= WORK INSTRUCTIONS =
Reproduce the material word for word, starting at the line that contains "Where can you see the yellow stamen?" and stopping after the last line of the material.

Pointing records
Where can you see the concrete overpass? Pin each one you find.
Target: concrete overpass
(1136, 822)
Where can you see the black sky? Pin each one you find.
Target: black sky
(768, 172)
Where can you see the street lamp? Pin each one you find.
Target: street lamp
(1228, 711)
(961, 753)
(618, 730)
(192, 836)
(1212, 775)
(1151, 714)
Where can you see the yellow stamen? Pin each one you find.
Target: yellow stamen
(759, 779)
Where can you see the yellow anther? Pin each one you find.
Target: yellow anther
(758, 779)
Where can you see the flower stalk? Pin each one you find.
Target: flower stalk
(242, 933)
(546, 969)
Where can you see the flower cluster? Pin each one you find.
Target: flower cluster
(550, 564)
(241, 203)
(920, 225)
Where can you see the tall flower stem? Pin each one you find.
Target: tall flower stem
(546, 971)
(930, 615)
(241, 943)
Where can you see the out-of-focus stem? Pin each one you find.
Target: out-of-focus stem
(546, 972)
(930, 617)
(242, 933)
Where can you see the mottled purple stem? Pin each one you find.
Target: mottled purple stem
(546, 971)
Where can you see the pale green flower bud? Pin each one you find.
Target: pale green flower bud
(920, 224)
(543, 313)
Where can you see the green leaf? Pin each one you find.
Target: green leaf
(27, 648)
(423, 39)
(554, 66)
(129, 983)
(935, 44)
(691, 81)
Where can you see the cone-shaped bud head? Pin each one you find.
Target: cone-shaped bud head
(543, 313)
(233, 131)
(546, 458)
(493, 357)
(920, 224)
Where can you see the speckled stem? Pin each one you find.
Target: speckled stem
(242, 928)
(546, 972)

= ANSWER IN FULL =
Where can you see the yellow stamen? Pin each one you find.
Target: yellow stamen
(759, 779)
Where can you see the yellow anther? Pin each one you find.
Target: yellow anther
(758, 779)
Where can you see the flower stalk? Pin each one you find.
Target: flower stalk
(242, 933)
(546, 969)
Where can you see the flower cluster? Pin each one you find.
Target: flower cluster
(550, 564)
(241, 203)
(920, 225)
Where can you see the tall flower stem? Pin each one you find.
Target: tall flower stem
(546, 971)
(930, 615)
(241, 943)
Where can you see the out-of-focus stem? Pin each one you find.
Target: out-of-focus stem
(546, 972)
(930, 617)
(242, 933)
Where can you see the mottled purple stem? Pin each one you find.
Target: mottled purple stem
(546, 971)
Where can you see the pale green flower bud? Pin each one you find.
Target: pale green flower bud
(920, 224)
(543, 313)
Where can you see the green leaf? Pin each one you find.
Target: green leaf
(27, 648)
(423, 39)
(554, 66)
(129, 983)
(935, 44)
(691, 81)
Where can you see the cone-shaped bud head? Pin each one you find.
Target: cone-shaped bud head
(543, 313)
(233, 131)
(546, 458)
(493, 357)
(920, 224)
Where can you see the speckled stem? Pin each one you find.
Target: speckled stem
(242, 928)
(546, 972)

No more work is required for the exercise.